▶ TASK BRIEF:
Among the entries, how many lines carry the string "building"? Give the number and nothing else.

▶ EXERCISE INPUTS:
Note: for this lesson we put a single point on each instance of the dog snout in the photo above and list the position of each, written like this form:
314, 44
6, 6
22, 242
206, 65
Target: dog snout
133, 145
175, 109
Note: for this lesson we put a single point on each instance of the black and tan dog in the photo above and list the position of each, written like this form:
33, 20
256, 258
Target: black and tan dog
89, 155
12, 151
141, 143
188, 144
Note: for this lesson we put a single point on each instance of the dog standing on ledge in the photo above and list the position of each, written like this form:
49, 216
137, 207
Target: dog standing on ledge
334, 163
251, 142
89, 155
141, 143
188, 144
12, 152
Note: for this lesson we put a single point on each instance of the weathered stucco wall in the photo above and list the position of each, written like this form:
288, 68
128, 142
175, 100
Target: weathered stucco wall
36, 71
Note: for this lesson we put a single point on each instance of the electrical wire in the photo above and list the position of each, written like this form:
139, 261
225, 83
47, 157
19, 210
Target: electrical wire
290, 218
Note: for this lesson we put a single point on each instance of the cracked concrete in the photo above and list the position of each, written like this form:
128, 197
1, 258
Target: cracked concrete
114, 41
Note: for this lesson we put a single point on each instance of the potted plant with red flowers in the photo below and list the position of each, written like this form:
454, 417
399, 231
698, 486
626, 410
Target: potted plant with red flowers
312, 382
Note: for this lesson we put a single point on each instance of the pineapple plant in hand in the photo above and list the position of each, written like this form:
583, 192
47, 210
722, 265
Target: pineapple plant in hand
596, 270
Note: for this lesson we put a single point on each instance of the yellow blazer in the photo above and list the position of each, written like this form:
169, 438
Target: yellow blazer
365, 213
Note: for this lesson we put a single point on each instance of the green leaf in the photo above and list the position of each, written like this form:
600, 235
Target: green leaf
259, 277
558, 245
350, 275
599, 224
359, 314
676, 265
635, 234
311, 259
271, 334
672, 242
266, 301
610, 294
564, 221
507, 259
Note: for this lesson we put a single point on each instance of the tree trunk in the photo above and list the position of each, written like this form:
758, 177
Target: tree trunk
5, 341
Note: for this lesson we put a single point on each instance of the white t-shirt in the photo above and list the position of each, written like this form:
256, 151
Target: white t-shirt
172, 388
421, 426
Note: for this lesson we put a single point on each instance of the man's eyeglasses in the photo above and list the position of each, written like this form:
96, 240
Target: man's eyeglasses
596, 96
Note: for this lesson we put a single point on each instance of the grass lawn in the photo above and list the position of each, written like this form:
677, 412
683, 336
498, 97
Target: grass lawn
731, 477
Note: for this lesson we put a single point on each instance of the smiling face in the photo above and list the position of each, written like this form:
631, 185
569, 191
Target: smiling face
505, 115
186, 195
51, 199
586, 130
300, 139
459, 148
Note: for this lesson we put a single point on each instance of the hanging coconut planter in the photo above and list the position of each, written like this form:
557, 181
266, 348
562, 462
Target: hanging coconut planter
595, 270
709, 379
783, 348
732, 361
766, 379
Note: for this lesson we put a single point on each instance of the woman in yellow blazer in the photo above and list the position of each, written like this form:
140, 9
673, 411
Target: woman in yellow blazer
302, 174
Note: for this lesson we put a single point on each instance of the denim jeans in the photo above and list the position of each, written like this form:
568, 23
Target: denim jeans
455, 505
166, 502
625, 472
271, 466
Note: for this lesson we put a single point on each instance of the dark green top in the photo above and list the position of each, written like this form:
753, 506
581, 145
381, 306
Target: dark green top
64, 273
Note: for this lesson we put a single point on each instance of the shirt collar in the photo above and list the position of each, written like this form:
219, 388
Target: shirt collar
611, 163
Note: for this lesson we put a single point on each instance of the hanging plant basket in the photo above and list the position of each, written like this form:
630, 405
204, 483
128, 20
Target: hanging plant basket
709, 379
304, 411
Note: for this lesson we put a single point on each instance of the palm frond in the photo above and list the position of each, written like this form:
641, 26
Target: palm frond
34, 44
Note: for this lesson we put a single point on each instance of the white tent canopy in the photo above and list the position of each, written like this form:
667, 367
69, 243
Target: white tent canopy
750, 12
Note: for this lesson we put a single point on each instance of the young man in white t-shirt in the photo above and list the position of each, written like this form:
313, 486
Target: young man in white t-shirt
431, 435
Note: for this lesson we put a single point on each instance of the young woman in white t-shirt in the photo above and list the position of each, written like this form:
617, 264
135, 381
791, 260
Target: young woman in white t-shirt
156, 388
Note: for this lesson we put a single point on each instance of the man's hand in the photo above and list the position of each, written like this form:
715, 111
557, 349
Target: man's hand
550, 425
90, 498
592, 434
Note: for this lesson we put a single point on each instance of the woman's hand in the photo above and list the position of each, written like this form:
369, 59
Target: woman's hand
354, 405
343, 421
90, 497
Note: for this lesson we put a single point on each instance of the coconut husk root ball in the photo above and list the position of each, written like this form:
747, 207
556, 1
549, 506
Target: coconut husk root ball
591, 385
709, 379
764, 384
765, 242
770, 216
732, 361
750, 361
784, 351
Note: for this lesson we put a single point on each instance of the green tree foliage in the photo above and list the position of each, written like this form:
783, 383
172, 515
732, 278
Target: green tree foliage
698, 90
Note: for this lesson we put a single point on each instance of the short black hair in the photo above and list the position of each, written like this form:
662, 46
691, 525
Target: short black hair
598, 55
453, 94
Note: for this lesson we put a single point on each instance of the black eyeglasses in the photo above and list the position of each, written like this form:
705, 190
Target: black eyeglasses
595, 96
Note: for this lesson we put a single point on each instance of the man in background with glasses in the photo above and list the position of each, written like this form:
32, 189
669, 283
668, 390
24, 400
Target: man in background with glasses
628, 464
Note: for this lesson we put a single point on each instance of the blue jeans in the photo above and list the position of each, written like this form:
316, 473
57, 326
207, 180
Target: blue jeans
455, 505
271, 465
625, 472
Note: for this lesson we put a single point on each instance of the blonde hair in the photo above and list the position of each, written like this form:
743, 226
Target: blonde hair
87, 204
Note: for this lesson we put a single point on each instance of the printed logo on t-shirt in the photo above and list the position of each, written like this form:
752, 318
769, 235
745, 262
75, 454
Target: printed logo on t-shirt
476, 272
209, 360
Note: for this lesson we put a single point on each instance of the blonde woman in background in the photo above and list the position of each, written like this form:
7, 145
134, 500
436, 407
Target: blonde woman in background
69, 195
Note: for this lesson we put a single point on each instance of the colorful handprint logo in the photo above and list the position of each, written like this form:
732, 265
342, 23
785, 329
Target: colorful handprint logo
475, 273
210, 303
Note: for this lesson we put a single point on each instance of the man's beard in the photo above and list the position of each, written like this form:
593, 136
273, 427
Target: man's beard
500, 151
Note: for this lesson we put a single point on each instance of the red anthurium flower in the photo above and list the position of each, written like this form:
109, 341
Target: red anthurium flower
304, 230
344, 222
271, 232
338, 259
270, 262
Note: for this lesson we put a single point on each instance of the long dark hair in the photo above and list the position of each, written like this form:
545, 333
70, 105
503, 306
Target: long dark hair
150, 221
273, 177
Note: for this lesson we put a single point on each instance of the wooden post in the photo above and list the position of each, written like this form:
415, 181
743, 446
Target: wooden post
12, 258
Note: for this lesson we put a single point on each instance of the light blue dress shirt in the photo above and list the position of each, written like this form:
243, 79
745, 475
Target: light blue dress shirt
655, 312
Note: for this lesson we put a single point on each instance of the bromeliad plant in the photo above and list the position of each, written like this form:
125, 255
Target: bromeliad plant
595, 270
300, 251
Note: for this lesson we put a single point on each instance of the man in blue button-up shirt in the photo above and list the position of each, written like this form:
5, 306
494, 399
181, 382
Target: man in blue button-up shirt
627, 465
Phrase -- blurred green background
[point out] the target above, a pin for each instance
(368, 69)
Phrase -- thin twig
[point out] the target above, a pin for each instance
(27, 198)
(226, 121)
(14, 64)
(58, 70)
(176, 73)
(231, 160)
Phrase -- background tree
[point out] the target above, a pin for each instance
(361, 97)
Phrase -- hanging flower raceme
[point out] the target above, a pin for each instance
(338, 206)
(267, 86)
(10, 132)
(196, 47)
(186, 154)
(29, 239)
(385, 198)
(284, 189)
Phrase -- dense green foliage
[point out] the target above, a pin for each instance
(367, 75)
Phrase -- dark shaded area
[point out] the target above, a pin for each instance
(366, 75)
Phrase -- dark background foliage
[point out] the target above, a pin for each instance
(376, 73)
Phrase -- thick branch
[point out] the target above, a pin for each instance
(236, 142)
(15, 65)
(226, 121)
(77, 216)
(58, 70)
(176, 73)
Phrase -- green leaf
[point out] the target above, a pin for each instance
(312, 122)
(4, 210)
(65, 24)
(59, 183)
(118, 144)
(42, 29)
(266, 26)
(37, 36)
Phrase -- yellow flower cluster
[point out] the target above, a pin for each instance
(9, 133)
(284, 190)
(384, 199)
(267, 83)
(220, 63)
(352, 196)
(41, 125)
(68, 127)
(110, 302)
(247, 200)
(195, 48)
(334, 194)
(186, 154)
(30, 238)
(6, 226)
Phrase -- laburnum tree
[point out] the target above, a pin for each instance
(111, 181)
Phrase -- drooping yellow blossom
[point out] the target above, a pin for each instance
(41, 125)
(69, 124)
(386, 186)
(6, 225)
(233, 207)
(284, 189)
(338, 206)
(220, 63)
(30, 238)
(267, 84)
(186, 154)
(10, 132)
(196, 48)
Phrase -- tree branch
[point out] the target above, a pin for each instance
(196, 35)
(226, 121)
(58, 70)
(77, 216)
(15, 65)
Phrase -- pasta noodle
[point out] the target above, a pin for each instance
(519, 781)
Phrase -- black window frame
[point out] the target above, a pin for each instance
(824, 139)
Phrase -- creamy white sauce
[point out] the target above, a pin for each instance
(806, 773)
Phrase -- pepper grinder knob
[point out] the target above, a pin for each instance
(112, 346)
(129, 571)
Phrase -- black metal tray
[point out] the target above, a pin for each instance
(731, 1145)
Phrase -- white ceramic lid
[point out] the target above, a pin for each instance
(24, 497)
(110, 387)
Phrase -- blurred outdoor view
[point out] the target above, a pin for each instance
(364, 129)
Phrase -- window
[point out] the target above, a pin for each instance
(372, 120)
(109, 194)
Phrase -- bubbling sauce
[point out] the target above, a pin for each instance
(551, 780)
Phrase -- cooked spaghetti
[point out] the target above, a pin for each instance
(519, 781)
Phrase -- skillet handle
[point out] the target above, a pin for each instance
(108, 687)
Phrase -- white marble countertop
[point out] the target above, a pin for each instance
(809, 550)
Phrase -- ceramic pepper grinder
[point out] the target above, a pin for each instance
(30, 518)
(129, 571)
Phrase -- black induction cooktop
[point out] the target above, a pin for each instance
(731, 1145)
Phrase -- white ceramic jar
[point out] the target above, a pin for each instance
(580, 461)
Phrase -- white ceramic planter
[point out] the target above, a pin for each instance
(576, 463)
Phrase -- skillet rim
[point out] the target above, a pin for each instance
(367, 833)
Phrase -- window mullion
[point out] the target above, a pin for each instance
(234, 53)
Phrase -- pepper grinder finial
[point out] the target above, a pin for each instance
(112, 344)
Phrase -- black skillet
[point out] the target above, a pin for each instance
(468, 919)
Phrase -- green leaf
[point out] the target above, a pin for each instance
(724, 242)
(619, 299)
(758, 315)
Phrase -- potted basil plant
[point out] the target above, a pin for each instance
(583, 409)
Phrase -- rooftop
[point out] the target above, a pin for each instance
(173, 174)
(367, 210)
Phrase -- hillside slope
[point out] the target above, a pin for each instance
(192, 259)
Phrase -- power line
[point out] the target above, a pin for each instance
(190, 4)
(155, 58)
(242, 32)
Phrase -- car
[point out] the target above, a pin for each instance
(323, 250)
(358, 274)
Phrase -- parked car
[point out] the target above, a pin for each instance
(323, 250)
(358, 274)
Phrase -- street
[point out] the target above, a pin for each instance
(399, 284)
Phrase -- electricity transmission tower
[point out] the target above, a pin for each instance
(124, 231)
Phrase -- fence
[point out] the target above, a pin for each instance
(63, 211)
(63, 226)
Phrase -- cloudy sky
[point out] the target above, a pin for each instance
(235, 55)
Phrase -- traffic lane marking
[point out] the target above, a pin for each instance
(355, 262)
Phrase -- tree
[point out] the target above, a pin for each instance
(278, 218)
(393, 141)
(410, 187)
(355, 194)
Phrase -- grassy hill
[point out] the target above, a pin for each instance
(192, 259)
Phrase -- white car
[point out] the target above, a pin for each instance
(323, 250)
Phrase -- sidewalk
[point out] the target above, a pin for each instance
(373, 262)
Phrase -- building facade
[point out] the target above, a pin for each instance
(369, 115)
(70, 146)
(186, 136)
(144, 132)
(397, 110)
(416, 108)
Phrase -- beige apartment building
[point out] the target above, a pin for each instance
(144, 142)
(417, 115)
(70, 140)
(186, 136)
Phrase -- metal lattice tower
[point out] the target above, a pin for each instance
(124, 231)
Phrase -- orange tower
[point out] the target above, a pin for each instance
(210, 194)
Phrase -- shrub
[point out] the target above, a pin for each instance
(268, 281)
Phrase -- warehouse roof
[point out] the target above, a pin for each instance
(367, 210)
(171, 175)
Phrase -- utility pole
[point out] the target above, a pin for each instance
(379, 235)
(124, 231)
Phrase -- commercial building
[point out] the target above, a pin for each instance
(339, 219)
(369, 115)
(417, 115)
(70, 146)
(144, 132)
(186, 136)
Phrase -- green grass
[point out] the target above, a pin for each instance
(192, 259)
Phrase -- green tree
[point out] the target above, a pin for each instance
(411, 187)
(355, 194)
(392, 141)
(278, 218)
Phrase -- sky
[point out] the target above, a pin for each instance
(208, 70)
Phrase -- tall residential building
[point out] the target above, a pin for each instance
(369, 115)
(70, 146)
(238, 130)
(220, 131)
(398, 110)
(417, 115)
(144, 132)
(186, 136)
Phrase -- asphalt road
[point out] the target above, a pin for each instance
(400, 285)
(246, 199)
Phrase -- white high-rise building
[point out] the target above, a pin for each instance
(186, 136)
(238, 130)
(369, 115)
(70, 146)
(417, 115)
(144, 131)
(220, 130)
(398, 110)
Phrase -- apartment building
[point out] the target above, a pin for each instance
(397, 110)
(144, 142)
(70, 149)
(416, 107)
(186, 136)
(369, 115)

▶ RESULT:
6